TASK INSTRUCTIONS —
Quote every line as given.

LISTED ENTRIES —
════════

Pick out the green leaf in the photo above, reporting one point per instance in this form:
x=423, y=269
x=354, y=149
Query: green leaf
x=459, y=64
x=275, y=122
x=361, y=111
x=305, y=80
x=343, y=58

════════

ANSWER FOR THIS EXERCISE —
Pick out the green leaf in the photo above, reporting one point per instance in this form:
x=423, y=269
x=354, y=149
Query: green leaf
x=459, y=64
x=275, y=122
x=361, y=111
x=305, y=80
x=343, y=58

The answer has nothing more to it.